▶ [Problèmes à résoudre]:
A – D'après le texte sur la mondialisation, en quelle année les lignes de Marx qui y sont citées ont-elles été écrites ?
B – Poursuivez le texte sur la mondialisation à partir de l'endroit où il s'arrête.

▶ [Texte source]:
La mondialisation n'existe pas.

Cela fait longtemps, en fait depuis l'apparition dans le langage courant de ce terme, que je pense que "mondialisation" ne veut pas dire grand-chose, que "capitalisme" est suffisant. Et commençant enfin à lire Marx via l'anthologie de K. Papaioannou, je tombe sur ces lignes, écrites en 1858 :

"La tendance à créer le marché mondial existe donc immédiatement dans la notion de capital. Toute limite lui apparaît comme un obstacle à surmonter. Il commencera par soumettre chaque élément de la production à l'échange et par abolir la production de valeurs d'usage immédiate n'entrant pas dans l'échange : il substitue donc la production capitaliste aux modes de production antérieurs qui, sous son angle de vue, ont un caractère naturel [bassement spontané]. Le commerce cesse d'être une fonction permettant d'échanger l'excédent entre les producteurs autonomes : il devient une présupposition et un élément fondamental embrassant toute la production." (Grundrisse, in Marx et les marxistes, Gallimard, "Tel", p.156).

▶ [Extrait de données]:

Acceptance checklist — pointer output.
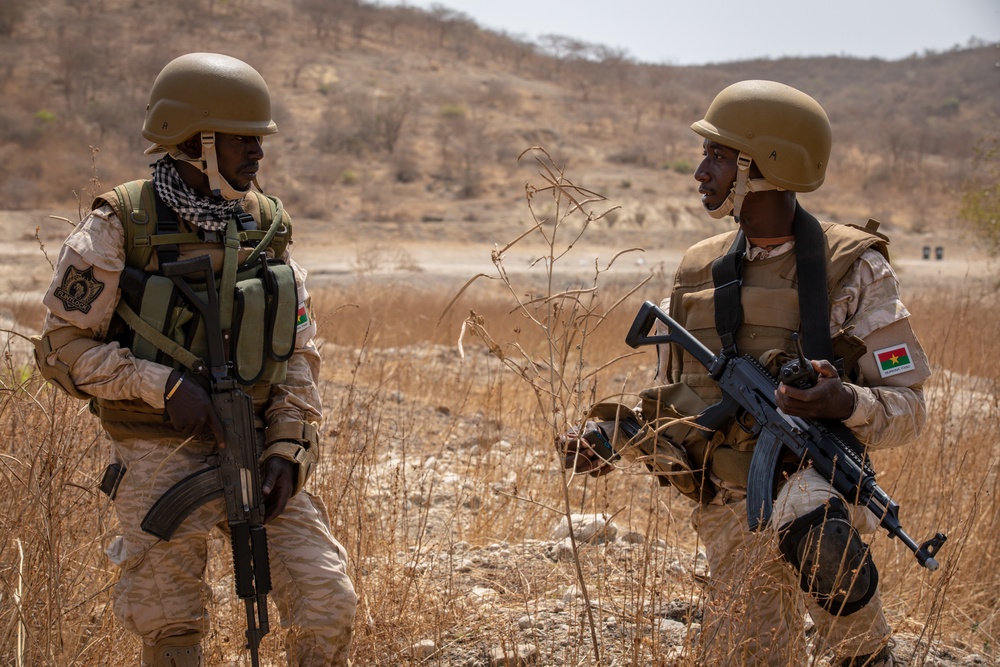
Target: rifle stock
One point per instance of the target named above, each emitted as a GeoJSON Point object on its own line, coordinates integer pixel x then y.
{"type": "Point", "coordinates": [834, 452]}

▶ [Les résultats]:
A – En 1858.

B –
S'il ne s'agissait que d''une querelle de mots, il suffirait de rendre hommage sur ce point à la clairvoyance de Marx. Mais cela signifie que la "mondialisation" n'est pas une déviation, une exagération regrettable du capitalisme : elle n'est que le nom de la progression du capitalisme dans l'espace comme dans les consciences et les comportements. Ce n'est donc pas quelque chose que l'on corrige, mais quelque chose que l'on doit changer. Le pouvoir, et pour quoi faire, sont d'autres histoires - auxquelles nous assisterons sans doute, tôt ou tard.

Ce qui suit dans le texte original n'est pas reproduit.